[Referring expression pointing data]

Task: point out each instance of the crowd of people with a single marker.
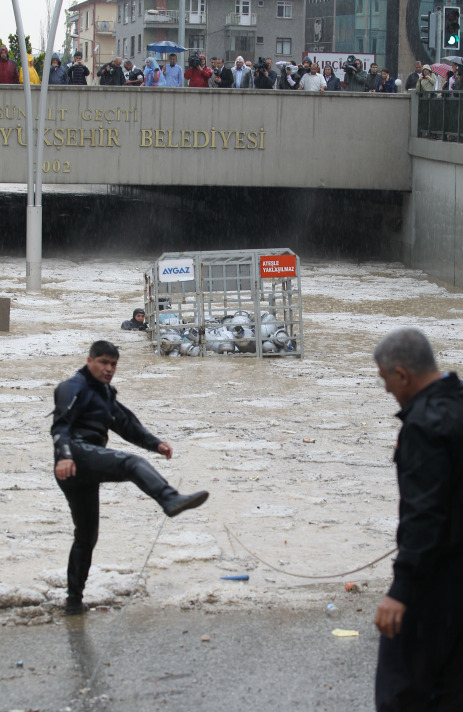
(305, 76)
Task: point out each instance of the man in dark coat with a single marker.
(58, 74)
(136, 323)
(85, 409)
(111, 74)
(8, 69)
(78, 71)
(420, 620)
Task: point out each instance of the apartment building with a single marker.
(224, 28)
(92, 31)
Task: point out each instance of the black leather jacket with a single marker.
(86, 409)
(429, 460)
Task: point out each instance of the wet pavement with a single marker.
(271, 661)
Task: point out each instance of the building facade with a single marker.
(92, 31)
(223, 28)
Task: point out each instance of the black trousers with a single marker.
(95, 465)
(420, 670)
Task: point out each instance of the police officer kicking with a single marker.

» TO DO: Using the records above, output exactly the lines from the one containing "Task: point out each instance of the black trousers" through the last line, and no others.

» ANSWER BOX:
Task: point out each instance of the black trousers with a single marker.
(95, 465)
(420, 670)
Task: point out each instance of the police officer kicking with a single marker.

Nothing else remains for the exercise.